Fidelity Japan’s board has been talking to its shareholders post the announcement of its results and ahead of the upcoming continuation vote at its AGM. It now has the impression that shareholders will not support its continuation. It also says that it has subsequently received a small number of unsolicited and credible indicative proposals from outside parties (readers will remember that AVI Japan Opportunity has been vocal about its desire to absorb the company).
The continuation vote must still be put to the AGM on 21 May 2025. The board continues to recommend shareholders vote in favour of all the resolutions being put at the AGM, including the continuation resolution. It is also submitting a resolution which proposes to extend the time permitted to draw up proposals regarding the company’s voluntary liquidation and/or reorganisation in the event of an unsuccessful continuation vote.
At present the board would have three months from the date of the vote to draw up proposals and to convene and hold a general meeting. It is proposed to increase this to six months. The proposed new timeframe is felt to provide a more realistic time period to facilitate due diligence, for proposals to be fully considered, and is in line with market practice.
In the meantime, a strategic review will begin immediately. Stifel Nicolaus Europe Limited has been instructed to prepare a process which will invite formal proposals to be made privately to the board. The focus will be on those parties who are able to demonstrate a current record of managing Japanese equities in an existing London listed investment company structure. This process will include an invitation to AVI Japan Opportunity Trust Plc.

§ Recorded data

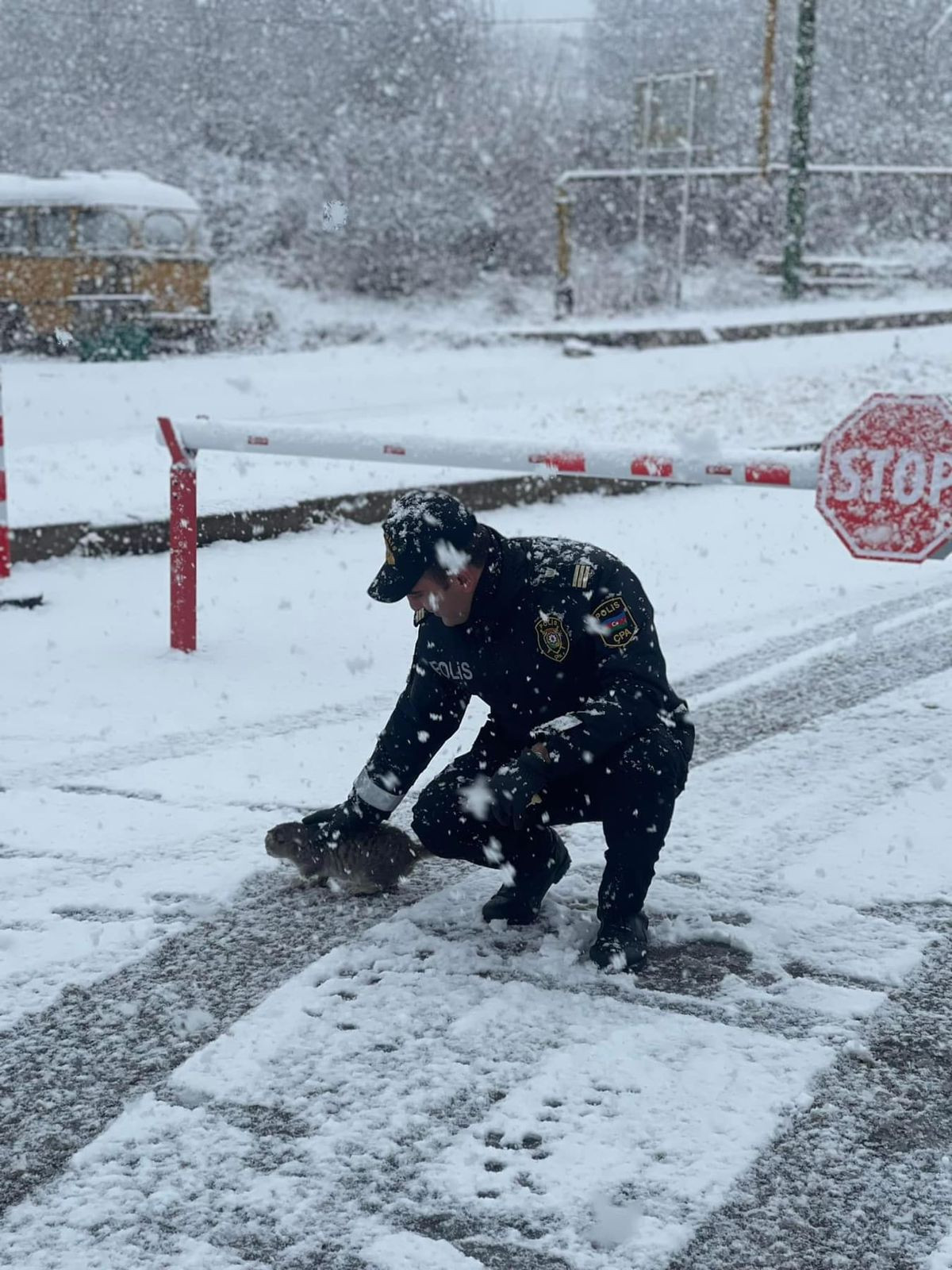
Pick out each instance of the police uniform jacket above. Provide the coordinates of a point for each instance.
(562, 647)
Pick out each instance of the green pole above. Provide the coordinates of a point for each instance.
(799, 149)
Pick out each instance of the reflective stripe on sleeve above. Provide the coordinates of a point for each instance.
(374, 795)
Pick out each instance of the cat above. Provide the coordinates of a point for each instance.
(362, 864)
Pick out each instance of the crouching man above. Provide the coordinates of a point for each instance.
(558, 638)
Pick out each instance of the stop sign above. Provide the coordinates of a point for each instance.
(885, 480)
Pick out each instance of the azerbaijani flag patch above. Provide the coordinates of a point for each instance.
(616, 625)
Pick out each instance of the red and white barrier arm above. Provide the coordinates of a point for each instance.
(795, 470)
(4, 518)
(791, 469)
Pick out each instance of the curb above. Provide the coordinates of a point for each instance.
(681, 337)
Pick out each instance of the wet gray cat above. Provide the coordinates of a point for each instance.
(362, 864)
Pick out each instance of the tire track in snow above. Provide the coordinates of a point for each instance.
(862, 1179)
(67, 1072)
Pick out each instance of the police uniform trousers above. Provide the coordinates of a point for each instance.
(630, 789)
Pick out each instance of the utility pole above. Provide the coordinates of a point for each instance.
(763, 141)
(799, 149)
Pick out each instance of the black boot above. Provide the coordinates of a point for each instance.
(520, 905)
(621, 944)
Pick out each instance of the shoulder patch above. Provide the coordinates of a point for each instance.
(616, 625)
(583, 575)
(552, 638)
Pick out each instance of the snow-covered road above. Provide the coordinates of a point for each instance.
(209, 1064)
(82, 437)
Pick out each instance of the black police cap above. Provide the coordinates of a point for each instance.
(423, 529)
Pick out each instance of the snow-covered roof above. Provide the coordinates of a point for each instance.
(130, 190)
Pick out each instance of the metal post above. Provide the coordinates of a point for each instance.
(183, 541)
(643, 183)
(799, 149)
(763, 143)
(4, 521)
(565, 298)
(685, 192)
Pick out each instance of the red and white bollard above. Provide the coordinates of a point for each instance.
(183, 540)
(4, 518)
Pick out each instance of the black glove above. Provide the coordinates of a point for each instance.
(517, 787)
(352, 816)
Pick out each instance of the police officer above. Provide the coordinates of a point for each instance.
(558, 638)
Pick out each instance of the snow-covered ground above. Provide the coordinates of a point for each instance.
(428, 1092)
(82, 438)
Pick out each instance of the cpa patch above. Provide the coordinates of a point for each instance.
(552, 638)
(616, 625)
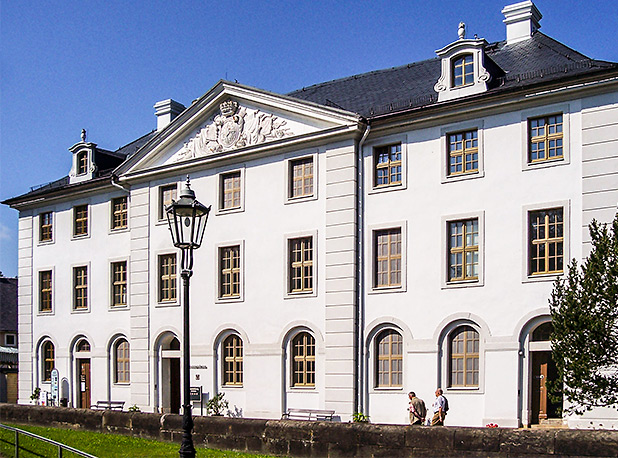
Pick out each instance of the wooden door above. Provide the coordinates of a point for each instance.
(174, 385)
(84, 383)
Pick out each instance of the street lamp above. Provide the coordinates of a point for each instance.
(187, 221)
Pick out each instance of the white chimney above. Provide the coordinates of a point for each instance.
(166, 111)
(522, 20)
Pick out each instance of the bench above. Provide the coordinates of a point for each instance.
(308, 414)
(108, 405)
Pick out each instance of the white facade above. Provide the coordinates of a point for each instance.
(342, 215)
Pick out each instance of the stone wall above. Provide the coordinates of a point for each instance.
(325, 439)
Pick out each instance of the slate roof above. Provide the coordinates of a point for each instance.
(540, 59)
(8, 304)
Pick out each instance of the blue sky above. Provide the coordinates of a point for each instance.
(102, 65)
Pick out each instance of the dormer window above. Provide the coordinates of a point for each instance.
(82, 163)
(463, 70)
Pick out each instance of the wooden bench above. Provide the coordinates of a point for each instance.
(308, 414)
(108, 405)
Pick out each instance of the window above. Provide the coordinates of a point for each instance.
(166, 195)
(301, 265)
(10, 340)
(387, 249)
(119, 283)
(46, 231)
(167, 278)
(545, 138)
(464, 357)
(463, 250)
(80, 220)
(232, 361)
(122, 361)
(463, 70)
(119, 213)
(230, 190)
(303, 360)
(45, 291)
(546, 241)
(229, 276)
(82, 163)
(47, 352)
(387, 161)
(389, 363)
(301, 177)
(463, 152)
(80, 288)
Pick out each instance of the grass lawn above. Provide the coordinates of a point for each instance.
(98, 444)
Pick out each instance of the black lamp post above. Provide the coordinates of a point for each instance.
(187, 221)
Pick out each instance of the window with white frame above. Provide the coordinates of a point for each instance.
(389, 359)
(232, 361)
(464, 350)
(303, 360)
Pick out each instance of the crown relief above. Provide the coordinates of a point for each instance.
(233, 127)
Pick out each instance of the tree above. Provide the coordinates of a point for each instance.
(584, 310)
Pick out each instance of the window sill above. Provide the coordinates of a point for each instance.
(463, 176)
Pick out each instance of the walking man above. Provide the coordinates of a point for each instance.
(439, 408)
(418, 411)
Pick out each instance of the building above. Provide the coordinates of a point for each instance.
(391, 231)
(8, 339)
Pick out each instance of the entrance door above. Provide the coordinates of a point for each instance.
(543, 369)
(174, 385)
(84, 383)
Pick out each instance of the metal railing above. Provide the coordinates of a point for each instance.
(61, 447)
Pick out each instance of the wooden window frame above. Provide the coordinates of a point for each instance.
(119, 276)
(462, 61)
(546, 242)
(230, 271)
(46, 227)
(48, 357)
(389, 258)
(301, 268)
(167, 193)
(546, 137)
(46, 291)
(393, 166)
(302, 178)
(80, 220)
(167, 273)
(119, 213)
(122, 361)
(80, 288)
(469, 148)
(464, 249)
(392, 374)
(303, 361)
(467, 358)
(232, 361)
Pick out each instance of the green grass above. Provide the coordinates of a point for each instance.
(98, 444)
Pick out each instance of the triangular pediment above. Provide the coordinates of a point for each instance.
(232, 119)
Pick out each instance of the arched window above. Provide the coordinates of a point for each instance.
(232, 360)
(303, 360)
(389, 361)
(122, 364)
(48, 353)
(82, 163)
(463, 70)
(464, 357)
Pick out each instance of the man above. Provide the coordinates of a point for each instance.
(418, 411)
(439, 409)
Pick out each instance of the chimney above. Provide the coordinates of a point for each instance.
(522, 20)
(166, 111)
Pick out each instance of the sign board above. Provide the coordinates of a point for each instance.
(55, 380)
(195, 393)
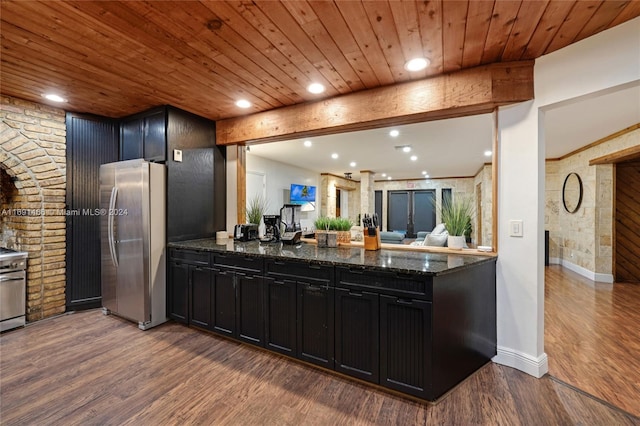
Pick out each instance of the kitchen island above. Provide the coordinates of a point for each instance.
(414, 322)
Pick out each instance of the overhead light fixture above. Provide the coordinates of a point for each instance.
(315, 88)
(53, 97)
(416, 64)
(403, 148)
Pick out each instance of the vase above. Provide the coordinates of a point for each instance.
(455, 242)
(321, 238)
(344, 237)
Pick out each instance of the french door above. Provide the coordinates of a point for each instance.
(411, 211)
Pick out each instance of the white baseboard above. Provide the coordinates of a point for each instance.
(537, 367)
(593, 276)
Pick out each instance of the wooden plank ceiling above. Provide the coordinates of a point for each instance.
(115, 58)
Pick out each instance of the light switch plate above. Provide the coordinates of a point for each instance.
(515, 228)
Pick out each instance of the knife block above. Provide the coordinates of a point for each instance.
(372, 242)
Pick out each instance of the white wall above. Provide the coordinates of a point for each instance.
(279, 177)
(592, 66)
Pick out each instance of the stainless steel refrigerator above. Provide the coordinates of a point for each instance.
(133, 241)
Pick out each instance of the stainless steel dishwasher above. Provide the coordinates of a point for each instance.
(12, 288)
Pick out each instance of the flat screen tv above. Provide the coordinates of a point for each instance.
(301, 194)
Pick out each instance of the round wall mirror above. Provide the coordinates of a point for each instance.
(572, 192)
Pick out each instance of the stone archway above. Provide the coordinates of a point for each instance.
(33, 219)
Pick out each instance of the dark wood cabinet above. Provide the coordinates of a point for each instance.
(300, 310)
(178, 292)
(144, 136)
(280, 315)
(357, 334)
(415, 333)
(315, 323)
(238, 297)
(249, 307)
(200, 296)
(196, 180)
(405, 345)
(189, 281)
(223, 302)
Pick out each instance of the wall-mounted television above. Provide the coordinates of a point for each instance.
(301, 194)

§ Challenges
A: Answer these from the Fidelity Japan article, one short line each:
(i) On what date will the continuation vote be put to the AGM?
(ii) The board wants to change the time allowed to draw up proposals after a failed vote. What is the current period, and what is the proposed one?
(iii) Which firm has been instructed to prepare the process for formal proposals?
B: Write the next paragraph of the Fidelity Japan article, picking up after its last sentence.

§ Expected results
A:
(i) 21 May 2025
(ii) Three months now, and six months proposed
(iii) Stifel Nicolaus Europe Limited

B:
If the continuation resolution is not approved by a majority of shareholders at the AGM, the board is currently assuming that, as a result of the review, the company is likely to enter into a scheme of reconstruction pursuant to section 110 of the Insolvency Act 1986 later in 2025. Any s110 scheme would need 75% shareholder approval. As part of the review, the board will not actively consider the option of a transaction that would be subject to the Takeover Code, and do not believe such a transaction is a possible outcome of that review.
The board has decided to suspend share buybacks.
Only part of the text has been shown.